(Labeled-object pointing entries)
───

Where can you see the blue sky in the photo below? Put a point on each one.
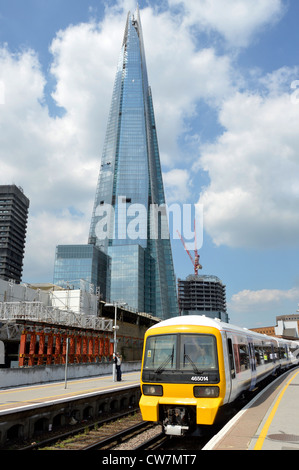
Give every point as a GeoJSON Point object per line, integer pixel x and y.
{"type": "Point", "coordinates": [221, 73]}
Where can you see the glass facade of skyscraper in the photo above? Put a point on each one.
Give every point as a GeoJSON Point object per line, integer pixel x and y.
{"type": "Point", "coordinates": [130, 188]}
{"type": "Point", "coordinates": [82, 266]}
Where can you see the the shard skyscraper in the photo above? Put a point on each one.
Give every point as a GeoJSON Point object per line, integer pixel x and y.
{"type": "Point", "coordinates": [128, 221]}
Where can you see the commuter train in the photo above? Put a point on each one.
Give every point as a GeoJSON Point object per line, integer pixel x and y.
{"type": "Point", "coordinates": [194, 365]}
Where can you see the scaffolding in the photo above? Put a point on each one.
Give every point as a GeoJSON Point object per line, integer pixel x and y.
{"type": "Point", "coordinates": [38, 312]}
{"type": "Point", "coordinates": [45, 334]}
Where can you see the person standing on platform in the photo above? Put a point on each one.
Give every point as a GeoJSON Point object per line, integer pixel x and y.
{"type": "Point", "coordinates": [118, 366]}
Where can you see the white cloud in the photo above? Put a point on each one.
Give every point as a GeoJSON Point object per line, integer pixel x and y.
{"type": "Point", "coordinates": [252, 198]}
{"type": "Point", "coordinates": [56, 159]}
{"type": "Point", "coordinates": [238, 21]}
{"type": "Point", "coordinates": [177, 185]}
{"type": "Point", "coordinates": [250, 301]}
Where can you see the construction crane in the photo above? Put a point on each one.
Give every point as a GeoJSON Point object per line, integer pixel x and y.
{"type": "Point", "coordinates": [194, 261]}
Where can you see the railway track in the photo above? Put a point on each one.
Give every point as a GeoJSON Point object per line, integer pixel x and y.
{"type": "Point", "coordinates": [84, 433]}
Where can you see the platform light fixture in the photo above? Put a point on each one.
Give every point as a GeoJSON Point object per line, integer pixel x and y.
{"type": "Point", "coordinates": [115, 328]}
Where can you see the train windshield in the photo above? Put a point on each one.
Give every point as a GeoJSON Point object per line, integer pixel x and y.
{"type": "Point", "coordinates": [161, 352]}
{"type": "Point", "coordinates": [185, 352]}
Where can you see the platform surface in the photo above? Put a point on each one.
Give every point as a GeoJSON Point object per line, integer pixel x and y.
{"type": "Point", "coordinates": [20, 398]}
{"type": "Point", "coordinates": [269, 422]}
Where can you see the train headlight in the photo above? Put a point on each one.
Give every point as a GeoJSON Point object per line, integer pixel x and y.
{"type": "Point", "coordinates": [156, 390]}
{"type": "Point", "coordinates": [206, 392]}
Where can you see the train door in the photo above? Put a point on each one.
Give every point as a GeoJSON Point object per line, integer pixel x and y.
{"type": "Point", "coordinates": [252, 364]}
{"type": "Point", "coordinates": [231, 367]}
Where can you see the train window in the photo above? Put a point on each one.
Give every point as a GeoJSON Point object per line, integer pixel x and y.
{"type": "Point", "coordinates": [268, 354]}
{"type": "Point", "coordinates": [259, 355]}
{"type": "Point", "coordinates": [231, 358]}
{"type": "Point", "coordinates": [241, 357]}
{"type": "Point", "coordinates": [160, 352]}
{"type": "Point", "coordinates": [198, 352]}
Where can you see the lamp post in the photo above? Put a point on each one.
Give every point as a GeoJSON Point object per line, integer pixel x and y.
{"type": "Point", "coordinates": [115, 328]}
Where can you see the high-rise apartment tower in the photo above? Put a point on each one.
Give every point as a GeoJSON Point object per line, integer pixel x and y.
{"type": "Point", "coordinates": [202, 295]}
{"type": "Point", "coordinates": [129, 220]}
{"type": "Point", "coordinates": [13, 226]}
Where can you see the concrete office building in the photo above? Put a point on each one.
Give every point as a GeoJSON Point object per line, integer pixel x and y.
{"type": "Point", "coordinates": [14, 206]}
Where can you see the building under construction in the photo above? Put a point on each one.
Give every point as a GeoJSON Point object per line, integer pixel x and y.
{"type": "Point", "coordinates": [202, 295]}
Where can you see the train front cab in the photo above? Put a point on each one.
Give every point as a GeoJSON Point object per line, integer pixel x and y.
{"type": "Point", "coordinates": [178, 389]}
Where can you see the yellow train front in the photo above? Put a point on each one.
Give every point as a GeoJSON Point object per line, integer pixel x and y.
{"type": "Point", "coordinates": [183, 376]}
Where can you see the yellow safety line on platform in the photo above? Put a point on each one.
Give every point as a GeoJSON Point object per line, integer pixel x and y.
{"type": "Point", "coordinates": [264, 432]}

───

REQUIRED WORK:
The pictures should not be reproduced; quote all of the other material exactly.

WRITTEN ANSWER:
Where can you see the blue sky in the photo below? Put a point on each one.
Give every point as a GeoJSON Point object per line, integer pixel x and y.
{"type": "Point", "coordinates": [221, 73]}
Where can you see the glass facade of skyscraper in the photo above? Put a point on each one.
Give every point as a GeoJSON Point object per line, integer pixel x and y.
{"type": "Point", "coordinates": [130, 188]}
{"type": "Point", "coordinates": [82, 266]}
Where can you see the the shard skyscraper in the photo above? Put a point on each one.
Give every point as a GeoJSON Point object per line, integer pixel x and y.
{"type": "Point", "coordinates": [128, 221]}
Where can you see the commuter train in the photo above? Put a point on each one.
Give every point as a GeoJSON Point object per line, integer pixel x and y.
{"type": "Point", "coordinates": [194, 365]}
Where can you see the scaffolding in the photo above? Put a point on each one.
Give every point as a GeoJSON Point object per line, integer pixel x and y.
{"type": "Point", "coordinates": [38, 312]}
{"type": "Point", "coordinates": [45, 334]}
Where can you see the person standing on platform in the photo above? Put a point on each one.
Give every point as a GeoJSON Point object per line, integer pixel x and y.
{"type": "Point", "coordinates": [118, 366]}
Where can you see the white cloud in the photo above? Put a point on each one.
Give every point as a GeoJSON Point object per line, integer pixel x and y.
{"type": "Point", "coordinates": [252, 198]}
{"type": "Point", "coordinates": [56, 159]}
{"type": "Point", "coordinates": [238, 21]}
{"type": "Point", "coordinates": [177, 185]}
{"type": "Point", "coordinates": [250, 301]}
Where can you see the construction crane in the photo above? Put a point on each one.
Give every point as a GeoJSON Point object per line, integer pixel x and y.
{"type": "Point", "coordinates": [194, 261]}
Where can you see the railway track in the photo above? Put a point on each one.
Give every point as a GeoJSON Point object per line, integer pixel x and y.
{"type": "Point", "coordinates": [84, 433]}
Where can you see the platform light fixture in the photo above? Put a point on each one.
Give every point as a GeoJSON Point object per line, integer pixel x and y.
{"type": "Point", "coordinates": [115, 328]}
Where can you see the train windshield in the photo above? Put a point on each one.
Give every point as a GeoJSON Point object per line, integer pixel x and y.
{"type": "Point", "coordinates": [161, 352]}
{"type": "Point", "coordinates": [185, 352]}
Where can you see the platform surface in the photo above? Put a point on each one.
Give every point as a GeoJSON Point object per line, integer pixel x and y.
{"type": "Point", "coordinates": [20, 398]}
{"type": "Point", "coordinates": [269, 422]}
Where can you see the train headlight in the photo above? Put a point on each one.
Give every point as a GeoJSON Point object per line, integer pixel x and y.
{"type": "Point", "coordinates": [156, 390]}
{"type": "Point", "coordinates": [206, 392]}
Where can you see the train door in the photo above? Put a point on each one.
Give every point as a GeoJSON Point object per line, integer pixel x and y.
{"type": "Point", "coordinates": [252, 364]}
{"type": "Point", "coordinates": [231, 367]}
Where can you see the train window in the photo above? Put a point on each one.
Give every point as a GeoJSON Point object per line, integer pixel x and y.
{"type": "Point", "coordinates": [268, 354]}
{"type": "Point", "coordinates": [259, 355]}
{"type": "Point", "coordinates": [231, 358]}
{"type": "Point", "coordinates": [241, 357]}
{"type": "Point", "coordinates": [160, 352]}
{"type": "Point", "coordinates": [198, 352]}
Where can you see the lamp post in the photo above? Put a point on each one.
Give every point as a GeoJSON Point object per line, integer pixel x and y.
{"type": "Point", "coordinates": [115, 328]}
Where can you see the high-rise apartment tower in the photo above? Put a point on each one.
Give every point as a GeoJSON Point object per line, integer pixel x and y.
{"type": "Point", "coordinates": [202, 295]}
{"type": "Point", "coordinates": [129, 220]}
{"type": "Point", "coordinates": [13, 226]}
Where can you see the concrete office building in the photo above? Put a point on each one.
Give every point as a GeoJSON Point object per line, integer pixel x and y.
{"type": "Point", "coordinates": [14, 206]}
Where can you see the building under construction in the photo above? Put a point on each one.
Give every point as a GeoJSON Point object per line, integer pixel x and y.
{"type": "Point", "coordinates": [202, 295]}
Where can you see the train front cab in the photo above? Put a point on each one.
Give every point as a GeoJSON Point object per line, integer pixel x and y.
{"type": "Point", "coordinates": [178, 389]}
Where can you see the yellow train front in the photo above? Put a point on each one.
Give every point as a GeoJSON Point object per line, integer pixel x and y.
{"type": "Point", "coordinates": [183, 376]}
Where can you see the yellow safety line on platform in the photo above? Put a point on each one.
Give every point as a GeoJSON Point object per line, integer pixel x and y.
{"type": "Point", "coordinates": [264, 432]}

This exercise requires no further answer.